PROMPT ::
Write out each line from the data below that includes the word "indicate".

[INPUT FOR THIS TASK]

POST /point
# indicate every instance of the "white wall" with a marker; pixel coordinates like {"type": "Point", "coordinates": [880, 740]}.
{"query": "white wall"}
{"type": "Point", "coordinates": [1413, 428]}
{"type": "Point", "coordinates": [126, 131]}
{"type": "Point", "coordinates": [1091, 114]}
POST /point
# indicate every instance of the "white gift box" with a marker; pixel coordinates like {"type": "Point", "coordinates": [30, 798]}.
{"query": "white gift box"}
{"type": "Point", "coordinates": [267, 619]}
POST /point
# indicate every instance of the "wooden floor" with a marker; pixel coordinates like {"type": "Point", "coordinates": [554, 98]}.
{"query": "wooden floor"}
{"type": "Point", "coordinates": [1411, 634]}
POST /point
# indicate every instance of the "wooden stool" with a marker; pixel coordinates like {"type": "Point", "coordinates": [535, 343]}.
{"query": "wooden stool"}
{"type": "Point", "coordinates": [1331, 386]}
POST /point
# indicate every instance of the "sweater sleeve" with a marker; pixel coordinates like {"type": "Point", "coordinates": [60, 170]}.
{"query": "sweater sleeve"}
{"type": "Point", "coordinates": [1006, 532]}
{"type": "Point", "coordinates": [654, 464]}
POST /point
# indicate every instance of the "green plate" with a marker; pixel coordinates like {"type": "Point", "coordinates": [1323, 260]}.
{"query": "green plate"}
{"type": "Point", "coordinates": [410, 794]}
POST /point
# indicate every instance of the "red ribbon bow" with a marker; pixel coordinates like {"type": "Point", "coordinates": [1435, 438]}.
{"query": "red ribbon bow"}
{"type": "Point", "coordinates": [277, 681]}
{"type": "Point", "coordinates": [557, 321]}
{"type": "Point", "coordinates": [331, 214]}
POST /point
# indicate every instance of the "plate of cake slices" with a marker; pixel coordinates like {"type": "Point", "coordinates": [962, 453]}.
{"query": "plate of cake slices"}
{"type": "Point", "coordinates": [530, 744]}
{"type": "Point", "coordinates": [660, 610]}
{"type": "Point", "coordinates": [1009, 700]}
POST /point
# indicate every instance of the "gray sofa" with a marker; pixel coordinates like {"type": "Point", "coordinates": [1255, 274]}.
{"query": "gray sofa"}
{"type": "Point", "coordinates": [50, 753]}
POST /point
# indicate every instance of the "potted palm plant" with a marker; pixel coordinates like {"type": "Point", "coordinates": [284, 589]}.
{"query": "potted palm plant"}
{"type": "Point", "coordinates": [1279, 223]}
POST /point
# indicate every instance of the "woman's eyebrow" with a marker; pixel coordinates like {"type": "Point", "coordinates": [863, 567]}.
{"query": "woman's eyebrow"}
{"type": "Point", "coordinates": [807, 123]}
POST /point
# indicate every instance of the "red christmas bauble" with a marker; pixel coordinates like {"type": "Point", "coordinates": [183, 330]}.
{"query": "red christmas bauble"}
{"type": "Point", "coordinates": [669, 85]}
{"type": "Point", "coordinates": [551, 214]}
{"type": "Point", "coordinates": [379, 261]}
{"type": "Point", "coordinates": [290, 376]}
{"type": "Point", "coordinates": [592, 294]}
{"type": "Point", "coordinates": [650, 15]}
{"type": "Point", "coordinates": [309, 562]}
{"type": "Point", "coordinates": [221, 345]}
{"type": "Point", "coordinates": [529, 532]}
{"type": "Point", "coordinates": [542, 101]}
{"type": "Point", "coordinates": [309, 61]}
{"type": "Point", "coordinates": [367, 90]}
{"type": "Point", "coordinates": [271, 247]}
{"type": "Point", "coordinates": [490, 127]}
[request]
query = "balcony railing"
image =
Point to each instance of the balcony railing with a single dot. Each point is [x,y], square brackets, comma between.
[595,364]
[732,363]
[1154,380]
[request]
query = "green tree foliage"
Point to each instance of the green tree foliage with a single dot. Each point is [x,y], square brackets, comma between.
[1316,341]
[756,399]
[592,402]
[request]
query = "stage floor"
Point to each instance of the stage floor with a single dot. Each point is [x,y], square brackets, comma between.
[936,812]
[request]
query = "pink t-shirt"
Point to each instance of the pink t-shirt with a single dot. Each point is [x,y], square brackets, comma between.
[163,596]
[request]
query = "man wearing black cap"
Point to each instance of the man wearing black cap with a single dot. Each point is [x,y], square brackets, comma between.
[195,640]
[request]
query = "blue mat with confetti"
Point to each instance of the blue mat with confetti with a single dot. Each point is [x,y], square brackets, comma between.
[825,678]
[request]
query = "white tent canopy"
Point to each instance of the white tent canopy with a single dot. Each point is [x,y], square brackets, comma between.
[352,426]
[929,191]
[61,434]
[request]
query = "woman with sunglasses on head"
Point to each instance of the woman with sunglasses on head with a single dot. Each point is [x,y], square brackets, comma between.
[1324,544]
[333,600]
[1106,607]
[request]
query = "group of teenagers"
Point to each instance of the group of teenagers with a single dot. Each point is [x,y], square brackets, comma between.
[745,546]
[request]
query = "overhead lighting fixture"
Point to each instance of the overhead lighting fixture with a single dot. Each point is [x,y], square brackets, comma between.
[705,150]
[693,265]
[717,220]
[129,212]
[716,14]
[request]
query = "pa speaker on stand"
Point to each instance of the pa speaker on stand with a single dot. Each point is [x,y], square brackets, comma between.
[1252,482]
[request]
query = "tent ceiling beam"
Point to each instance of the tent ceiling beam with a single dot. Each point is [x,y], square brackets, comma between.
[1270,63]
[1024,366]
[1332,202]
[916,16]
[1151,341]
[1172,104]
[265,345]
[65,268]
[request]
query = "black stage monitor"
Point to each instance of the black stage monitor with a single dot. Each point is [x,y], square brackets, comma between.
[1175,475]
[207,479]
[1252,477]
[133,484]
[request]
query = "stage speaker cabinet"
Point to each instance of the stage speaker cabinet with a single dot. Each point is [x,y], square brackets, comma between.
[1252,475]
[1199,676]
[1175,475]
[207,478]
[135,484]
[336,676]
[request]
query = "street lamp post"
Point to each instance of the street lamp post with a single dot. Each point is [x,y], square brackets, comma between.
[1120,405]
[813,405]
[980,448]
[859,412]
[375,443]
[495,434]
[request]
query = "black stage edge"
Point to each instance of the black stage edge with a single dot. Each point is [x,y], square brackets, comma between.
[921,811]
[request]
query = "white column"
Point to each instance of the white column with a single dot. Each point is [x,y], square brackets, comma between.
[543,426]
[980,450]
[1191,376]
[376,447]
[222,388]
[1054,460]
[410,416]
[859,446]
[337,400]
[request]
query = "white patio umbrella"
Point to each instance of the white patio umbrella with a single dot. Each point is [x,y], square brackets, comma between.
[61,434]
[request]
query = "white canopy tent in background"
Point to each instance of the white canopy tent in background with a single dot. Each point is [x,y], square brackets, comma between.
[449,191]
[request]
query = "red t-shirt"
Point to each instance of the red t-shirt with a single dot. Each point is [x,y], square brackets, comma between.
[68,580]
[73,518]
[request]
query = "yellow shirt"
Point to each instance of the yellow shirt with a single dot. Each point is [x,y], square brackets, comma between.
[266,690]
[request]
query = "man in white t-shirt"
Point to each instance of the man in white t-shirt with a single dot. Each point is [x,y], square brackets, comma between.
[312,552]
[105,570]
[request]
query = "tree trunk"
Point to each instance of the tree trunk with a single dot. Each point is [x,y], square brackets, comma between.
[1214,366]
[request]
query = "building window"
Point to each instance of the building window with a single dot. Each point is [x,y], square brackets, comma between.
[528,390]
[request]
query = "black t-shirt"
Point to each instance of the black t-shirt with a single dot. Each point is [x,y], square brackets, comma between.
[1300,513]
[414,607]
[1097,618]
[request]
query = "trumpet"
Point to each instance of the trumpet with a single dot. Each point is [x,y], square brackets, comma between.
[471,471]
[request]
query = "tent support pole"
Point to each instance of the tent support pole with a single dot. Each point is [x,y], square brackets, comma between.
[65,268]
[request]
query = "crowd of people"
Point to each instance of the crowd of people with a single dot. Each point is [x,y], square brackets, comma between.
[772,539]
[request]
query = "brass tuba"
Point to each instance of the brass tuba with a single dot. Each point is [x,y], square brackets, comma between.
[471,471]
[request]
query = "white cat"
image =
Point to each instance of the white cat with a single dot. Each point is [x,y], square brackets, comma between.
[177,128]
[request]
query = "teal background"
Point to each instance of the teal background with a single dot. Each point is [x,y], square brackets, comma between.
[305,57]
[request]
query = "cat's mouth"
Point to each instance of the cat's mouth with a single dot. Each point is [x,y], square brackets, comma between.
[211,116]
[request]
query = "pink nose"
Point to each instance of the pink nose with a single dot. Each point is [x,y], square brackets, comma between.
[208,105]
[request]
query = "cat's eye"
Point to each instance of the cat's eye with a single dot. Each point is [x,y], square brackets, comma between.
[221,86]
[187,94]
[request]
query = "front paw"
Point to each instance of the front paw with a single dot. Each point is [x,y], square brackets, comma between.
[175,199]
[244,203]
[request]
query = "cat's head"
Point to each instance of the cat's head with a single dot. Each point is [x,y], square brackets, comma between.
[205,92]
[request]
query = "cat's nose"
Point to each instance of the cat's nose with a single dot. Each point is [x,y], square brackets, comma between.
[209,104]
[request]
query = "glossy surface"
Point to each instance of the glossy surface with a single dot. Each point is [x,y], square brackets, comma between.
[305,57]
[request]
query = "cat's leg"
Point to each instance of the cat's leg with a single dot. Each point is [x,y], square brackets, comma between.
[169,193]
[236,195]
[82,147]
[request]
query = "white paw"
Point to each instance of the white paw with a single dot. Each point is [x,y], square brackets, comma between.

[/INPUT FOR THIS TASK]

EXERCISE SOLUTION ::
# indicate every instance of the "white wall" with a marker; pixel coordinates like {"type": "Point", "coordinates": [880, 740]}.
# indicate every instance of the "white gift box" with a marker; pixel coordinates like {"type": "Point", "coordinates": [30, 798]}.
# indicate every instance of the "wooden floor" with a marker; pixel coordinates like {"type": "Point", "coordinates": [554, 98]}.
# indicate every instance of the "wooden stool" with a marker; pixel coordinates like {"type": "Point", "coordinates": [535, 343]}.
# indicate every instance of the "sweater sleeve" with a marker; pixel coordinates like {"type": "Point", "coordinates": [60, 170]}.
# indicate every instance of the "green plate" with a marker; pixel coordinates like {"type": "Point", "coordinates": [1323, 260]}.
# indicate every instance of the "red ribbon bow" with a marker; pixel coordinates like {"type": "Point", "coordinates": [1435, 438]}.
# indicate every instance of the "plate of cake slices" with a marker; pixel coordinates like {"type": "Point", "coordinates": [962, 453]}.
# indicate every instance of the "gray sofa" with a marker; pixel coordinates like {"type": "Point", "coordinates": [1255, 274]}.
# indicate every instance of the "potted palm plant" with a marker; pixel coordinates like {"type": "Point", "coordinates": [284, 589]}.
# indicate every instance of the "woman's eyebrow" with a marker; pixel coordinates like {"type": "Point", "coordinates": [863, 567]}.
# indicate every instance of the "red christmas bauble" with a marker; pixel coordinates like {"type": "Point", "coordinates": [183, 330]}.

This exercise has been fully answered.